- **Set exercise**
Rewrite the lines below with every "detections" changed to "boxes" and everything else left the same.
#####
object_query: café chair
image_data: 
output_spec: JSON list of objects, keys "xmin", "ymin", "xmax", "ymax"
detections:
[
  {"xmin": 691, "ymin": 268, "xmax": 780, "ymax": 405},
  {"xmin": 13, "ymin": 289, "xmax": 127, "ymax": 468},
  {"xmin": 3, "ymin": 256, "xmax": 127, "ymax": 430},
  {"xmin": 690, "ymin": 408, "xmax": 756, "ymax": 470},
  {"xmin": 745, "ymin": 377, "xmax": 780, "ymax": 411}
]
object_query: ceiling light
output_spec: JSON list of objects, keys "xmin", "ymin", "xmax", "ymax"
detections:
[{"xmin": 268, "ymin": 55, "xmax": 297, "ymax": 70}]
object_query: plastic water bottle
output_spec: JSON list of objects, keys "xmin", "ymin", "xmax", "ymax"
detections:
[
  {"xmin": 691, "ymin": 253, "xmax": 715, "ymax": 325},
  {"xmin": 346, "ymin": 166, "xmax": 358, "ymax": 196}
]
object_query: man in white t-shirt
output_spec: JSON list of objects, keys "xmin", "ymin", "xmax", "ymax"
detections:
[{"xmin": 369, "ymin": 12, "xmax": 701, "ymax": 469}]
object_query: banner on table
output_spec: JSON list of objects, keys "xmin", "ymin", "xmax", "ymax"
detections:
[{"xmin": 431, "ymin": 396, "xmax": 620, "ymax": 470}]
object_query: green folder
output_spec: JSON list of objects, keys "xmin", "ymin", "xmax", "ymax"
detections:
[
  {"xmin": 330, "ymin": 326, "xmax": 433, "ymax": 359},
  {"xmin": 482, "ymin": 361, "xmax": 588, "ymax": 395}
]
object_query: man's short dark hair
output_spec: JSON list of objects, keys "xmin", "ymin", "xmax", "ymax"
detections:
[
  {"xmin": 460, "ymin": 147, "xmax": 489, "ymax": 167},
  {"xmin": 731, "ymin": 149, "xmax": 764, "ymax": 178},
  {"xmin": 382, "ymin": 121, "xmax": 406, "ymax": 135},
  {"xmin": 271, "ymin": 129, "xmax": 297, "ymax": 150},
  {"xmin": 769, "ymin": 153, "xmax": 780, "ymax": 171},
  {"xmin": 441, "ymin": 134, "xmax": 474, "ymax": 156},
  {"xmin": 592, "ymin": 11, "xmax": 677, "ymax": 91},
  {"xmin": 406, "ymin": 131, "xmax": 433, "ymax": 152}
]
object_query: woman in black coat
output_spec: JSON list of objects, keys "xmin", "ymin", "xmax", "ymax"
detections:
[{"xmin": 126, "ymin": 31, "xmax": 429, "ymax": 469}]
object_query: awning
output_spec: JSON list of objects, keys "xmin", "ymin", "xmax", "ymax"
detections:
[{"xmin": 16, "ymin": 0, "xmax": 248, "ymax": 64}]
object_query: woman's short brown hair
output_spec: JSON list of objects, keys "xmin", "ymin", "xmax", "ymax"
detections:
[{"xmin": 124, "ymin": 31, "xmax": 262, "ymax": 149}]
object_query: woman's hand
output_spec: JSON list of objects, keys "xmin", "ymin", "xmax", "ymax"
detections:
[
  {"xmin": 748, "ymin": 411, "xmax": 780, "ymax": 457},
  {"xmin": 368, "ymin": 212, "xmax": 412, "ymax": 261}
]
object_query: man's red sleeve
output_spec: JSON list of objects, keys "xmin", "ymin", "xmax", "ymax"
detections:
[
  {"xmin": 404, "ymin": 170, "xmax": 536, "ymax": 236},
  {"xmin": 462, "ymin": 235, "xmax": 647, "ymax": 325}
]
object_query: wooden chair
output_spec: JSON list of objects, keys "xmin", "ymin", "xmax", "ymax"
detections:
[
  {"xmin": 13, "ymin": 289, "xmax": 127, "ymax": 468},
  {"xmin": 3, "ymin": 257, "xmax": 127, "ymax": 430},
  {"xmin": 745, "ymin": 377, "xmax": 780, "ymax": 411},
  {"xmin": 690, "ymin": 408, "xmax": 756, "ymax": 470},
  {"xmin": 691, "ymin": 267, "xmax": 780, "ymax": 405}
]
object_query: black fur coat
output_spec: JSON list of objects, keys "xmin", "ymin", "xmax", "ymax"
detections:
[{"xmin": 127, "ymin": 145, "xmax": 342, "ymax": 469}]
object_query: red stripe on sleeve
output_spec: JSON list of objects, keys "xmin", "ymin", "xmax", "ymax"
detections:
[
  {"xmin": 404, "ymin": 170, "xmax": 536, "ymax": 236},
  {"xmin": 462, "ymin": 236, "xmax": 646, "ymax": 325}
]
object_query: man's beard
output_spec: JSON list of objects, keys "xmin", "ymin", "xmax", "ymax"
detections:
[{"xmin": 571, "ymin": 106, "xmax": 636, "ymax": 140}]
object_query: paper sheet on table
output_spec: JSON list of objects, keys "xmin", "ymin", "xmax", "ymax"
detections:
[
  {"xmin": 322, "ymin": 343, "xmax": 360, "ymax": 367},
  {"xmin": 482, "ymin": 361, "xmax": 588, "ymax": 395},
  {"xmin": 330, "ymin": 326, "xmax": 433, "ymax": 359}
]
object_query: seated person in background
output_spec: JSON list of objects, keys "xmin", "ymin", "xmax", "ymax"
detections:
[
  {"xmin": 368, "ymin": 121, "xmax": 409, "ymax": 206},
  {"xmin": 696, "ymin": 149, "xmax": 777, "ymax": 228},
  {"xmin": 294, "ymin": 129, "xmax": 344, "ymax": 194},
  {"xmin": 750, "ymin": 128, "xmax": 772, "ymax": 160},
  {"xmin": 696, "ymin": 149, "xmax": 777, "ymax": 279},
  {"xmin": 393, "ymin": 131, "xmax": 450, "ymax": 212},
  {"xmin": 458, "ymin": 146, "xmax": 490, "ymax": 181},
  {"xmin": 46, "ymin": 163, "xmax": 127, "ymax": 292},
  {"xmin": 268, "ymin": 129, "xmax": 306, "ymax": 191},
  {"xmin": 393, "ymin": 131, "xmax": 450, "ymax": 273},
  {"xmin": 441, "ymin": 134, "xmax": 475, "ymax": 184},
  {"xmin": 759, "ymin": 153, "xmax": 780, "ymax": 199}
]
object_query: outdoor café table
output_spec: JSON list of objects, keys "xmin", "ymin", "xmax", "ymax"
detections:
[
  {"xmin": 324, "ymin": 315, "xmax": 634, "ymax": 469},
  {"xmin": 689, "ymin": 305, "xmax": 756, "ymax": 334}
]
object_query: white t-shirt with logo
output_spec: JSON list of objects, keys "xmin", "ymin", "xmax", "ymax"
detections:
#####
- **Written answer**
object_query: café chair
image_data: 
output_spec: JSON list of objects, keys "xmin", "ymin", "xmax", "ymax"
boxes:
[
  {"xmin": 691, "ymin": 268, "xmax": 780, "ymax": 405},
  {"xmin": 13, "ymin": 289, "xmax": 127, "ymax": 468},
  {"xmin": 3, "ymin": 256, "xmax": 127, "ymax": 430},
  {"xmin": 690, "ymin": 408, "xmax": 756, "ymax": 470},
  {"xmin": 745, "ymin": 377, "xmax": 780, "ymax": 411}
]
object_query: ceiling light
output_spec: JSON list of objects, keys "xmin", "ymin", "xmax", "ymax"
boxes:
[{"xmin": 268, "ymin": 55, "xmax": 297, "ymax": 70}]
object_query: plastic water bottle
output_spec: JSON list of objects, keys "xmin", "ymin", "xmax", "ymax"
boxes:
[
  {"xmin": 691, "ymin": 253, "xmax": 715, "ymax": 325},
  {"xmin": 346, "ymin": 166, "xmax": 358, "ymax": 196}
]
object_query: man in white t-shirt
output_spec: JSON list of objects, keys "xmin", "ymin", "xmax", "ymax"
boxes:
[{"xmin": 369, "ymin": 12, "xmax": 701, "ymax": 469}]
object_query: banner on table
output_spec: JSON list of objects, keys "xmin", "ymin", "xmax", "ymax"
boxes:
[{"xmin": 431, "ymin": 396, "xmax": 620, "ymax": 470}]
object_query: green folder
output_spec: JSON list of objects, keys "xmin", "ymin", "xmax", "ymax"
boxes:
[
  {"xmin": 330, "ymin": 326, "xmax": 433, "ymax": 359},
  {"xmin": 482, "ymin": 361, "xmax": 588, "ymax": 395}
]
object_query: man's short dark hair
output_spec: JSON list of objects, keys "xmin", "ymin", "xmax", "ymax"
boxes:
[
  {"xmin": 460, "ymin": 147, "xmax": 489, "ymax": 167},
  {"xmin": 731, "ymin": 149, "xmax": 764, "ymax": 178},
  {"xmin": 382, "ymin": 121, "xmax": 406, "ymax": 135},
  {"xmin": 271, "ymin": 129, "xmax": 297, "ymax": 150},
  {"xmin": 769, "ymin": 153, "xmax": 780, "ymax": 171},
  {"xmin": 441, "ymin": 134, "xmax": 474, "ymax": 156},
  {"xmin": 592, "ymin": 11, "xmax": 677, "ymax": 91},
  {"xmin": 406, "ymin": 131, "xmax": 433, "ymax": 152}
]
object_query: woman in black coat
output_spec: JSON list of objects, keys "xmin", "ymin", "xmax", "ymax"
boxes:
[{"xmin": 126, "ymin": 31, "xmax": 429, "ymax": 469}]
object_query: awning
output_spec: JSON list of objects, keys "xmin", "ymin", "xmax", "ymax"
boxes:
[{"xmin": 16, "ymin": 0, "xmax": 248, "ymax": 64}]
object_query: woman's short brown hair
output_spec: JSON list of objects, keys "xmin", "ymin", "xmax", "ymax"
boxes:
[{"xmin": 124, "ymin": 31, "xmax": 262, "ymax": 149}]
object_query: woman's hand
output_spec: JSON list of objects, keys "xmin", "ymin", "xmax", "ymax"
boxes:
[
  {"xmin": 748, "ymin": 411, "xmax": 780, "ymax": 457},
  {"xmin": 368, "ymin": 212, "xmax": 412, "ymax": 261}
]
object_query: man's red sleeve
output_spec: JSON list of objects, keys "xmin", "ymin", "xmax", "ymax"
boxes:
[
  {"xmin": 404, "ymin": 170, "xmax": 536, "ymax": 236},
  {"xmin": 462, "ymin": 235, "xmax": 647, "ymax": 325}
]
object_query: wooden chair
output_spec: JSON list of objects, keys "xmin", "ymin", "xmax", "ymax"
boxes:
[
  {"xmin": 13, "ymin": 289, "xmax": 127, "ymax": 468},
  {"xmin": 3, "ymin": 257, "xmax": 127, "ymax": 430},
  {"xmin": 745, "ymin": 377, "xmax": 780, "ymax": 411},
  {"xmin": 690, "ymin": 408, "xmax": 756, "ymax": 470},
  {"xmin": 691, "ymin": 267, "xmax": 780, "ymax": 405}
]
object_query: black fur coat
output_spec: JSON list of objects, keys "xmin", "ymin", "xmax", "ymax"
boxes:
[{"xmin": 127, "ymin": 145, "xmax": 342, "ymax": 469}]
object_query: red stripe on sleeve
output_spec: JSON list of objects, keys "xmin", "ymin", "xmax", "ymax"
boxes:
[
  {"xmin": 404, "ymin": 170, "xmax": 536, "ymax": 236},
  {"xmin": 462, "ymin": 236, "xmax": 646, "ymax": 325}
]
object_query: man's beard
output_spec: JSON list of objects, keys "xmin", "ymin", "xmax", "ymax"
boxes:
[{"xmin": 571, "ymin": 106, "xmax": 636, "ymax": 140}]
object_query: paper sheet on table
output_spec: JSON list of objects, keys "xmin", "ymin", "xmax", "ymax"
boxes:
[
  {"xmin": 322, "ymin": 343, "xmax": 360, "ymax": 367},
  {"xmin": 482, "ymin": 361, "xmax": 588, "ymax": 395},
  {"xmin": 330, "ymin": 326, "xmax": 433, "ymax": 359}
]
object_query: seated person in background
output_spec: JSON list of objects, keys "xmin", "ymin", "xmax", "ymax"
boxes:
[
  {"xmin": 368, "ymin": 121, "xmax": 409, "ymax": 206},
  {"xmin": 696, "ymin": 149, "xmax": 777, "ymax": 228},
  {"xmin": 294, "ymin": 129, "xmax": 344, "ymax": 194},
  {"xmin": 750, "ymin": 128, "xmax": 772, "ymax": 160},
  {"xmin": 696, "ymin": 149, "xmax": 777, "ymax": 279},
  {"xmin": 393, "ymin": 131, "xmax": 450, "ymax": 212},
  {"xmin": 458, "ymin": 146, "xmax": 490, "ymax": 181},
  {"xmin": 46, "ymin": 163, "xmax": 127, "ymax": 292},
  {"xmin": 268, "ymin": 129, "xmax": 306, "ymax": 191},
  {"xmin": 393, "ymin": 131, "xmax": 450, "ymax": 273},
  {"xmin": 441, "ymin": 134, "xmax": 475, "ymax": 184},
  {"xmin": 759, "ymin": 153, "xmax": 780, "ymax": 199}
]
object_query: outdoor café table
output_spec: JSON list of objects, keys "xmin", "ymin", "xmax", "ymax"
boxes:
[
  {"xmin": 324, "ymin": 315, "xmax": 634, "ymax": 469},
  {"xmin": 689, "ymin": 305, "xmax": 756, "ymax": 334}
]
object_query: white t-shirt with logo
output_spec: JSON list of objects, keys "xmin", "ymin", "xmax", "ymax"
boxes:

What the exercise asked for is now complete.